→ What is required:
Replace "Outline list" with "Ring list" in the items from the line with "query: the noun phrase to segment: tall tree" through the end of the items, changing nothing else. Return only those lines.

++++ Stored records

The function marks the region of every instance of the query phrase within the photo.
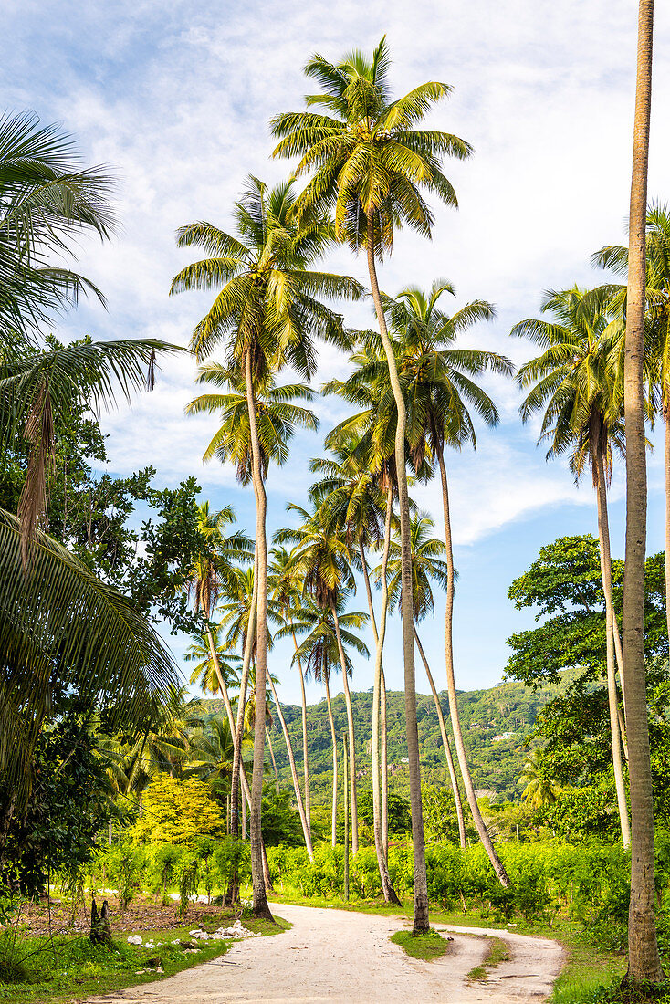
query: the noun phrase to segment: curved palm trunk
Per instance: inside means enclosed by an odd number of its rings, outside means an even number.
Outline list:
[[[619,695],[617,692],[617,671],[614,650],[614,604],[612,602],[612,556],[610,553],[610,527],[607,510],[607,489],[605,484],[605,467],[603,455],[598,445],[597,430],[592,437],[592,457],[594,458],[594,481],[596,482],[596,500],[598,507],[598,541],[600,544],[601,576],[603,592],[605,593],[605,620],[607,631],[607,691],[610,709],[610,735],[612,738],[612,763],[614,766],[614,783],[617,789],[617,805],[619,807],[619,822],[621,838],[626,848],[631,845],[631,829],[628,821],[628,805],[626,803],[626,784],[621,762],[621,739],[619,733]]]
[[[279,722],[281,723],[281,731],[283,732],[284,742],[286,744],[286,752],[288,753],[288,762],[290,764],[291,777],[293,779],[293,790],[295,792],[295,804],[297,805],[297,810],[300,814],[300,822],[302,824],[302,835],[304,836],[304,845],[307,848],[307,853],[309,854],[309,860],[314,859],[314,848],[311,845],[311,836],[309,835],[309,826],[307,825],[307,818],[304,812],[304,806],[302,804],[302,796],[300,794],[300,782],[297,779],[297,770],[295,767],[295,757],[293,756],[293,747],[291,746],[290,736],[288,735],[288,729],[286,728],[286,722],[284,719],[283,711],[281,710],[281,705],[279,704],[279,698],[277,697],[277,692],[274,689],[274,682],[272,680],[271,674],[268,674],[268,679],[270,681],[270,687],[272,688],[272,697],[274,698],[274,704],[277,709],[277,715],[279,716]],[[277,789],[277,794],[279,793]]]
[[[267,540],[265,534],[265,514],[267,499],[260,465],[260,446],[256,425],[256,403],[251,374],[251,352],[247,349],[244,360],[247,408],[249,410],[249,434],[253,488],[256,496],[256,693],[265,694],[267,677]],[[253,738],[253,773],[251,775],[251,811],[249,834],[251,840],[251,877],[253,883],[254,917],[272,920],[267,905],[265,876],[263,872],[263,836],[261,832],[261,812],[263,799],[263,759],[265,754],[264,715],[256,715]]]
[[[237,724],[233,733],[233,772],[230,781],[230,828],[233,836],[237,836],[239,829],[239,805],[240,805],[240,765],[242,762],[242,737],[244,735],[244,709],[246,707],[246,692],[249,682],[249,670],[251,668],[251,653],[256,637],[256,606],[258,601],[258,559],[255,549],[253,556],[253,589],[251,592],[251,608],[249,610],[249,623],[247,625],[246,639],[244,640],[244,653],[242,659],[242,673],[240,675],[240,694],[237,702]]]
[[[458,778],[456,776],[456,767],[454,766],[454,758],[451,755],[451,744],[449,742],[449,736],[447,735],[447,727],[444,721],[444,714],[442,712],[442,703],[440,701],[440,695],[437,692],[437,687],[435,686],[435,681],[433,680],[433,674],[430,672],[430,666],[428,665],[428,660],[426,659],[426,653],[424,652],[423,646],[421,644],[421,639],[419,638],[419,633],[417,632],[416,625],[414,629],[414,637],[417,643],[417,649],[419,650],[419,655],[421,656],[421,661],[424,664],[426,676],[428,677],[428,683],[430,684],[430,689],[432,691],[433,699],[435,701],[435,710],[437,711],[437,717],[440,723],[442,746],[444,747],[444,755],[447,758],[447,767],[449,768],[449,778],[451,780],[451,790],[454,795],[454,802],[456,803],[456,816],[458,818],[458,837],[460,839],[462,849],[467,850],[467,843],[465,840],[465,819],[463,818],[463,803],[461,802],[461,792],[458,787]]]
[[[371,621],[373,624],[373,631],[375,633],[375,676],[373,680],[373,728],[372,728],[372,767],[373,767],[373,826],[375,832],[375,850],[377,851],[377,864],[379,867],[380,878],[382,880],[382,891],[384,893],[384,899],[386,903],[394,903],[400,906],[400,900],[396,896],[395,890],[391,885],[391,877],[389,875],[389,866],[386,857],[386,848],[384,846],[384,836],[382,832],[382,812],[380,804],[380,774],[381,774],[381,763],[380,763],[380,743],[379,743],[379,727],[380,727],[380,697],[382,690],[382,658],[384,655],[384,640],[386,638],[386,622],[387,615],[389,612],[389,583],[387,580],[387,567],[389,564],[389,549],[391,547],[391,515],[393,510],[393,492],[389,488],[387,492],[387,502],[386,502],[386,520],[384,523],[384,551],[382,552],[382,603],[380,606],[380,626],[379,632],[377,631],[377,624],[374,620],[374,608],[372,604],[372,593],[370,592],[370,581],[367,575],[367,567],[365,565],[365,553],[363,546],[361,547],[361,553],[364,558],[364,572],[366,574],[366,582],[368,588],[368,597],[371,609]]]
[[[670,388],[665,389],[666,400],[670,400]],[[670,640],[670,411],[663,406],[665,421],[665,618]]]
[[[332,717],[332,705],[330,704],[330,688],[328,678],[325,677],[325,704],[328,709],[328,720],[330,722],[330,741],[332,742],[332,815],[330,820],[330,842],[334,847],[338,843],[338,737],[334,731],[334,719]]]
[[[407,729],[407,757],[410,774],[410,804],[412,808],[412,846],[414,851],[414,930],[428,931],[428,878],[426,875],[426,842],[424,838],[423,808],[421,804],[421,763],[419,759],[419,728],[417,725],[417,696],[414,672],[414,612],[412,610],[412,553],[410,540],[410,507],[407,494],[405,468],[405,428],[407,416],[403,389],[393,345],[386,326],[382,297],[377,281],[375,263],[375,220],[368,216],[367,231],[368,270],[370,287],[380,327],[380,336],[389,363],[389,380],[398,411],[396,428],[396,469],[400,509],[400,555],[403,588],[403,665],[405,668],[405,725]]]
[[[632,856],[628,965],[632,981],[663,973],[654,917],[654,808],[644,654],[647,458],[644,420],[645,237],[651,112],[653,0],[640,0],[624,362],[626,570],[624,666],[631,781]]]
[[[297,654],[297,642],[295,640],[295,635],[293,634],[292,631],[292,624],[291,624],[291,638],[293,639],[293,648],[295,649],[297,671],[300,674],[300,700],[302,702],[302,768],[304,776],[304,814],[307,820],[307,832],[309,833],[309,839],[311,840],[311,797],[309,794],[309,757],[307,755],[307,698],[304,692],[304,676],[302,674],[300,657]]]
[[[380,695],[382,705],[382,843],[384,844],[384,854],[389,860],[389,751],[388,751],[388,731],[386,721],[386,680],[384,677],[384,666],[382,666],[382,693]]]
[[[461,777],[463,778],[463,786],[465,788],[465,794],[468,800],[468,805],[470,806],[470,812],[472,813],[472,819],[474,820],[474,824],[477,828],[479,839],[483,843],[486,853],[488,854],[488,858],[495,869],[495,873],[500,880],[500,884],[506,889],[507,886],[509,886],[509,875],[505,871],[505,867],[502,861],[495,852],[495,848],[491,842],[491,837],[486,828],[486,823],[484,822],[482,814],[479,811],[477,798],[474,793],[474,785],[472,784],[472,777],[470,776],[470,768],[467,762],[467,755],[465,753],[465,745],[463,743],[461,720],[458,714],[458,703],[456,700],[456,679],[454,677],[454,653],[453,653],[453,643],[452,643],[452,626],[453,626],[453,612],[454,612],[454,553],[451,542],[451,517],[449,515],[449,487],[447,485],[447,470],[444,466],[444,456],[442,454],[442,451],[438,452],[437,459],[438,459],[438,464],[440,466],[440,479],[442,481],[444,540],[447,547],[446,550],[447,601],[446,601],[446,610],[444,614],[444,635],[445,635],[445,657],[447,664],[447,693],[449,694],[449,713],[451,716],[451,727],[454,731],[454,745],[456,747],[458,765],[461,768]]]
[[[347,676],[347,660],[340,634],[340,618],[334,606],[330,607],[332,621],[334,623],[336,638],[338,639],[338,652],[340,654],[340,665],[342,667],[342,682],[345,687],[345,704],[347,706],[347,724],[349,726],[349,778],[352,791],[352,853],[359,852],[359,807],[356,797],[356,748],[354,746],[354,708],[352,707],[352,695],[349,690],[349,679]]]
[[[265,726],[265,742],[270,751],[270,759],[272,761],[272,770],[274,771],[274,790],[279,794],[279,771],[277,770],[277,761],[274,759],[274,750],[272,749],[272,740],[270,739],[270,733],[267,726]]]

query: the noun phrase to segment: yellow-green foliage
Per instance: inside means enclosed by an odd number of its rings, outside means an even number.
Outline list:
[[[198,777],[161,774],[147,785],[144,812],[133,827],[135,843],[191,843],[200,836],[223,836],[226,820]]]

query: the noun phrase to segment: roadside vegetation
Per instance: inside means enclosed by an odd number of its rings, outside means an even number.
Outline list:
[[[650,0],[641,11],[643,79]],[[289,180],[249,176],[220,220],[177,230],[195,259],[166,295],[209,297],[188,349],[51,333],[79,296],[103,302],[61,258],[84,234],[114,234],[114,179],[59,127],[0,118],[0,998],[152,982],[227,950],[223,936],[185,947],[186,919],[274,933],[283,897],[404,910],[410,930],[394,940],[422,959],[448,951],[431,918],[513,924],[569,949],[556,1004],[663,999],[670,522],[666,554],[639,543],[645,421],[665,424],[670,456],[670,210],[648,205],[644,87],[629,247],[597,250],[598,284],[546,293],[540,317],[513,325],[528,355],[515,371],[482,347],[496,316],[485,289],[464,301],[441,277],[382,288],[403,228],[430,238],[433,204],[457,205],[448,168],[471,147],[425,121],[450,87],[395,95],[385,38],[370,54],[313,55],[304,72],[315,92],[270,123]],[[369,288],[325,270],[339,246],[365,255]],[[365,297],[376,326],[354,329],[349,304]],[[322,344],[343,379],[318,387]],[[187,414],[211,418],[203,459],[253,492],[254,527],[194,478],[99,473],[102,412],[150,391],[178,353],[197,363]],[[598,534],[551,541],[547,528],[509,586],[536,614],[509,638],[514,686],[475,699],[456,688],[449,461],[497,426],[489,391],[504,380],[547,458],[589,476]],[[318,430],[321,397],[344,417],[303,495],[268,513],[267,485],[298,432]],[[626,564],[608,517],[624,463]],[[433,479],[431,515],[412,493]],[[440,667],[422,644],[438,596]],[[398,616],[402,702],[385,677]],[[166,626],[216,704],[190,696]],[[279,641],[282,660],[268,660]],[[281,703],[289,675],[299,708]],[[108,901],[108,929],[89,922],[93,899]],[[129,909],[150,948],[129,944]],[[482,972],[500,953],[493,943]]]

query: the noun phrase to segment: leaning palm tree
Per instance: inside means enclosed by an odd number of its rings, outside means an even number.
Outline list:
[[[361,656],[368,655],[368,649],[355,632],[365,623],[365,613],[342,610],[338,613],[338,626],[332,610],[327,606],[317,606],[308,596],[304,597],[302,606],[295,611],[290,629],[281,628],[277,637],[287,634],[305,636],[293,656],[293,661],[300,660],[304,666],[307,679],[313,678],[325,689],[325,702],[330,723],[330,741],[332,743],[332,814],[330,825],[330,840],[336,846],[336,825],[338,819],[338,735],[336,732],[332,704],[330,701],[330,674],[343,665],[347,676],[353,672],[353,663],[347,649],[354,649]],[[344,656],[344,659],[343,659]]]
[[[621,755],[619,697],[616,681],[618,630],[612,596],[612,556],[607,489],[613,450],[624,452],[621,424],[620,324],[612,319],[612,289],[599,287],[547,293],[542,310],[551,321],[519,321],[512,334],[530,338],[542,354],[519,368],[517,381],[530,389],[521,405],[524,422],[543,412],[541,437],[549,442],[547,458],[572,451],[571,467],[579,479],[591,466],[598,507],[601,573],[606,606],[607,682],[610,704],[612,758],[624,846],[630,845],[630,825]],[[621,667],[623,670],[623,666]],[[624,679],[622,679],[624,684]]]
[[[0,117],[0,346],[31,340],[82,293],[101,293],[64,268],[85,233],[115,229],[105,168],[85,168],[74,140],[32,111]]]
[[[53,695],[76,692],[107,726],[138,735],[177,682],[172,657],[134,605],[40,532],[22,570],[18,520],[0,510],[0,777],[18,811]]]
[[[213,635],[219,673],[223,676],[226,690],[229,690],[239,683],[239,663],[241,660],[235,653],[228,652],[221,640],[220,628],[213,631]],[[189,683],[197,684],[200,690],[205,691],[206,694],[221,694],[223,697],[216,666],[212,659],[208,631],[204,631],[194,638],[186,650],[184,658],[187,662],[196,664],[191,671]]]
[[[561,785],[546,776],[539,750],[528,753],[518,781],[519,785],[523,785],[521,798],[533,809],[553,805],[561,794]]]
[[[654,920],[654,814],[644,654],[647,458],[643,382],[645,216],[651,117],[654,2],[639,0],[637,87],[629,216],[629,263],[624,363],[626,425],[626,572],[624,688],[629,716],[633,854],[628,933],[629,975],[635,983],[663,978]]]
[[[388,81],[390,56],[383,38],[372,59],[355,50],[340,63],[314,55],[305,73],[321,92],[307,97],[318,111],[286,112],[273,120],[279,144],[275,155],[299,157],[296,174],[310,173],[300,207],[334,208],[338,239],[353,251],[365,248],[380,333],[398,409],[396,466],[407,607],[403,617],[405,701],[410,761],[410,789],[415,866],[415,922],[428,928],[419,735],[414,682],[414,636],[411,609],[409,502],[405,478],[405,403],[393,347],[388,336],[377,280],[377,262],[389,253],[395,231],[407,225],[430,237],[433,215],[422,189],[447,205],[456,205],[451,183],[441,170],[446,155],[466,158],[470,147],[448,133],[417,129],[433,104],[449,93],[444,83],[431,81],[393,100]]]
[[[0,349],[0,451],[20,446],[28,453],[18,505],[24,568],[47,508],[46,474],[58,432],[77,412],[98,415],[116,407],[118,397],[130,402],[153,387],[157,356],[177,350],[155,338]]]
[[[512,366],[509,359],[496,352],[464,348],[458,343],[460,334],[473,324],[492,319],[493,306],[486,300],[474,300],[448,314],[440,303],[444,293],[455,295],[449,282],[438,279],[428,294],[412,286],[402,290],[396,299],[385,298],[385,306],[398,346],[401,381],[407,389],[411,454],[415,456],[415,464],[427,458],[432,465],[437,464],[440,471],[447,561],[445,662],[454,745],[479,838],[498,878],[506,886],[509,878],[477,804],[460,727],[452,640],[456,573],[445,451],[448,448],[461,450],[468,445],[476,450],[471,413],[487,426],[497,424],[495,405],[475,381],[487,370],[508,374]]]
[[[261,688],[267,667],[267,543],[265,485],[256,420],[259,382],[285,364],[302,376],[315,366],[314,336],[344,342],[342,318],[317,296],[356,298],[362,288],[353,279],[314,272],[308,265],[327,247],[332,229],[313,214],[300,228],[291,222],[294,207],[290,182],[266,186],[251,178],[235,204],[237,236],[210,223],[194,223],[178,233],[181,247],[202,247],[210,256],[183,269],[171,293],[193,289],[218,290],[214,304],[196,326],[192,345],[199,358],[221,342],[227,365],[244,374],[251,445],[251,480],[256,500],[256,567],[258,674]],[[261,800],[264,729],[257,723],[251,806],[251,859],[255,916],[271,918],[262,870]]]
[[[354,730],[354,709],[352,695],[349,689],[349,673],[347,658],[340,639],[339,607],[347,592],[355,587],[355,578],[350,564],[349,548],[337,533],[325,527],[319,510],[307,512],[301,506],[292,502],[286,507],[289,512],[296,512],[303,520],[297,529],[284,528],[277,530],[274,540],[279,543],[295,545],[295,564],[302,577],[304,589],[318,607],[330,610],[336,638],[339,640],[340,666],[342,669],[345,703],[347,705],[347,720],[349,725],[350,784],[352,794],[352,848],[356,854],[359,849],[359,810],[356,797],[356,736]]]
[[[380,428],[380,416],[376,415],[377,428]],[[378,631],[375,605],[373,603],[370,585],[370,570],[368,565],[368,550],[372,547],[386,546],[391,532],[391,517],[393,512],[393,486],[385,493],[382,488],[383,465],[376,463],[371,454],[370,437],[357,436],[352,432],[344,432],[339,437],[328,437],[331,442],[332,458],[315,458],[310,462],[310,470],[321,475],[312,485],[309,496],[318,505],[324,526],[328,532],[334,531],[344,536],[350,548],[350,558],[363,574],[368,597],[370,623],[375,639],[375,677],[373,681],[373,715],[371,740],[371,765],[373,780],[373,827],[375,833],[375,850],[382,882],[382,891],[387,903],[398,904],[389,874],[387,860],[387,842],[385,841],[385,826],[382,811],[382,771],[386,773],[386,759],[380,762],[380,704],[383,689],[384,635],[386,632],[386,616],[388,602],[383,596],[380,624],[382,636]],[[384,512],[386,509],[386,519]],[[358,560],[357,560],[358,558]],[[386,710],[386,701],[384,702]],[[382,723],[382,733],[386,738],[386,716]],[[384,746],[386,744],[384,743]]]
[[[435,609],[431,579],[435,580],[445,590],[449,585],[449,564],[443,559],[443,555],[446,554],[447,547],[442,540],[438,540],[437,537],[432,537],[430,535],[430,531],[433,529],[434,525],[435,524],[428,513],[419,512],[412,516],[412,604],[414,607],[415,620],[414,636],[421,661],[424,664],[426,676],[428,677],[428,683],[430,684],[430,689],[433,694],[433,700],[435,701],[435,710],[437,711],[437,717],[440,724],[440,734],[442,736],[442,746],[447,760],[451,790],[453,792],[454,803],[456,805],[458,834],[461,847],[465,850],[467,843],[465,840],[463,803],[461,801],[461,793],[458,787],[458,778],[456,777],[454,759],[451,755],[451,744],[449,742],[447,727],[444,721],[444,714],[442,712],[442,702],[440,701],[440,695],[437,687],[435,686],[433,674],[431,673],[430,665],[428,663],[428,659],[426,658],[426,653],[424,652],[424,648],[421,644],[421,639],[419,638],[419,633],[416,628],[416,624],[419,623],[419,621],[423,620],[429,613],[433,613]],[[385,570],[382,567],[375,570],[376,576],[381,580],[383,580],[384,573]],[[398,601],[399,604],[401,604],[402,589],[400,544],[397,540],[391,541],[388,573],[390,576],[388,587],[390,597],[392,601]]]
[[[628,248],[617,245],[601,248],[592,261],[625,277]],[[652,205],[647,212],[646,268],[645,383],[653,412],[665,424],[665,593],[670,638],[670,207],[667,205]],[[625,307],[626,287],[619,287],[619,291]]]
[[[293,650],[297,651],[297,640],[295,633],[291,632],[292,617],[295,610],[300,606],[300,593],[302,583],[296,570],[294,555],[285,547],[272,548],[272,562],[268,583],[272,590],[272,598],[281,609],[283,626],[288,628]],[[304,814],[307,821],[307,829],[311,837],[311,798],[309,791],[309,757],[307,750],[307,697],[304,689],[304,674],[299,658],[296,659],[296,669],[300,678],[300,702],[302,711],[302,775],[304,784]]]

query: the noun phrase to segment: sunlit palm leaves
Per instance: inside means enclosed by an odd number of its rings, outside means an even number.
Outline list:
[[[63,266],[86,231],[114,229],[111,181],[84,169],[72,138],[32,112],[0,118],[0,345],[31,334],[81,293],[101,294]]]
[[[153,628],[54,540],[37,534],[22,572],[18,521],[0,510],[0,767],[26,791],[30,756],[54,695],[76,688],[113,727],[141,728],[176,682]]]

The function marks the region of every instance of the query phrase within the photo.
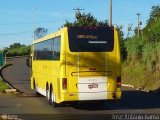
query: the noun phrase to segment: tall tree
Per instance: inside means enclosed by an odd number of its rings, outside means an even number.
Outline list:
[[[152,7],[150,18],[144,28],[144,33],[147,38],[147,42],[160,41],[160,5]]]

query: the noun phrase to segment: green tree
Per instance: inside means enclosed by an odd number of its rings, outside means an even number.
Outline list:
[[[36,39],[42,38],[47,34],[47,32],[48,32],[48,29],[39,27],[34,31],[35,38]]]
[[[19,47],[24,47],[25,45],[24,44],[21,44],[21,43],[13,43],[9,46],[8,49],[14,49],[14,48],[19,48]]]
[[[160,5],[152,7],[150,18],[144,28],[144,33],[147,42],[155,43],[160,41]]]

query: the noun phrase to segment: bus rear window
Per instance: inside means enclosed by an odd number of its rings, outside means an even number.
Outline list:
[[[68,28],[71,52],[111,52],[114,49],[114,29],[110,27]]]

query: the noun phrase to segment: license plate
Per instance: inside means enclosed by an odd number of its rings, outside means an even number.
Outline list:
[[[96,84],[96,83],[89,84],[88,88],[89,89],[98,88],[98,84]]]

++++++++

→ Finished answer:
query: the noun phrase to segment: tall tree
Per instance: inside means enclosed by an odd number of its rings, outside means an even number.
Ring list:
[[[152,7],[150,18],[144,28],[144,33],[147,38],[147,42],[160,41],[160,5]]]

query: the noun phrase to segment: green tree
Per instance: inside means enclosed by an odd number of its rings, outside means an even number.
Ring list:
[[[36,39],[42,38],[47,34],[47,32],[48,32],[48,29],[39,27],[34,31],[35,38]]]
[[[19,47],[24,47],[25,45],[24,44],[21,44],[21,43],[13,43],[9,46],[8,49],[14,49],[14,48],[19,48]]]
[[[160,5],[152,7],[150,18],[144,28],[144,33],[147,42],[155,43],[160,41]]]

query: the noun phrase to segment: bus rear window
Per instance: inside means enclosed by an odd number of its rings, outside means an even number.
Ring list:
[[[68,28],[71,52],[111,52],[114,49],[114,29],[110,27]]]

query: the noun phrase to segment: license plate
Per instance: inside means enclosed by an odd number of its rings, outside means an even number.
Ring list:
[[[96,84],[96,83],[89,84],[88,88],[89,89],[98,88],[98,84]]]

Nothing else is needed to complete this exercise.